GIVEN TASK:
Transcribe, without any alteration, the lines of the items below from the line containing "Return the mask of every instance of the **pendant" through the line containing "[[[527,103],[527,133],[543,133],[553,128],[553,100],[542,94]]]", both lines included.

[Contour labeling items]
---*---

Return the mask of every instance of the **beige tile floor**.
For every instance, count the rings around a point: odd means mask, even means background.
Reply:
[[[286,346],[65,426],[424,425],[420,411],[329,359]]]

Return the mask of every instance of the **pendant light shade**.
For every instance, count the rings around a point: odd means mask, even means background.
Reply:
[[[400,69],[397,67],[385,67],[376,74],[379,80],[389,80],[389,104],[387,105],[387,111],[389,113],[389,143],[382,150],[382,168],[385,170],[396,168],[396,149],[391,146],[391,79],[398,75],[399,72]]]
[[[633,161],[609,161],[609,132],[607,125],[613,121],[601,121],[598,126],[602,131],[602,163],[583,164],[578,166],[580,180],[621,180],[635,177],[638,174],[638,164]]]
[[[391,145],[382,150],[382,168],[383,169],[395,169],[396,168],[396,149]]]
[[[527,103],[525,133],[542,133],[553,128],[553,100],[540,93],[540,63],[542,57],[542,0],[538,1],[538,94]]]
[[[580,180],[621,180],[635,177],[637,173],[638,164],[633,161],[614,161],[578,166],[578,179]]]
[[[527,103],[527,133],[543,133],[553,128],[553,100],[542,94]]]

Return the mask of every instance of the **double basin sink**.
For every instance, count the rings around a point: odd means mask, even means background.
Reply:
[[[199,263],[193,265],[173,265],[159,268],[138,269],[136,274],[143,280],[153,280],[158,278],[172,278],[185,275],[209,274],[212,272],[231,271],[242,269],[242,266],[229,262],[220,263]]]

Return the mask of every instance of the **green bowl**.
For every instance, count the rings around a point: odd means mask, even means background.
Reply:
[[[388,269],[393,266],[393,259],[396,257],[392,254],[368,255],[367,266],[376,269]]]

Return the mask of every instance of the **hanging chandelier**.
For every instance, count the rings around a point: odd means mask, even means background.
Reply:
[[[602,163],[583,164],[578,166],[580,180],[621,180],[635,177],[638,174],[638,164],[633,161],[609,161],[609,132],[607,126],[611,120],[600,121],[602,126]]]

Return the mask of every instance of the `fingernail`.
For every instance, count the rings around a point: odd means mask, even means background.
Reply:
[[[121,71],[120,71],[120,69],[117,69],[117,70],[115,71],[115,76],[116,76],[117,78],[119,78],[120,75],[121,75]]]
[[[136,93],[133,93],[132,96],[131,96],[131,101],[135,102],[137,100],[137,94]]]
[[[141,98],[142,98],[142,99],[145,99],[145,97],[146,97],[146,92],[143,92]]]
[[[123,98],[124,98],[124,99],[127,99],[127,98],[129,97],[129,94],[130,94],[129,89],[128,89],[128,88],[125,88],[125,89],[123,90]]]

---*---

REPLY:
Return the mask of every instance of the **pendant light shade**.
For every instance, count the rings around a point: odd means mask, even means background.
Reply:
[[[400,69],[397,67],[385,67],[376,74],[379,80],[389,80],[389,104],[387,105],[387,111],[389,113],[389,143],[382,150],[382,168],[385,170],[396,168],[396,149],[391,146],[391,79],[398,75],[399,72]]]
[[[633,161],[609,161],[609,132],[607,125],[613,121],[601,121],[598,126],[602,131],[602,163],[583,164],[578,166],[580,180],[621,180],[635,177],[638,174],[638,164]]]
[[[391,145],[382,150],[382,168],[383,169],[395,169],[396,168],[396,149]]]
[[[527,103],[525,133],[542,133],[553,128],[553,100],[540,93],[540,63],[542,57],[542,0],[538,1],[538,94]]]
[[[580,180],[621,180],[635,177],[637,173],[638,164],[633,161],[614,161],[578,166],[578,179]]]
[[[527,103],[527,133],[543,133],[553,128],[553,100],[542,94]]]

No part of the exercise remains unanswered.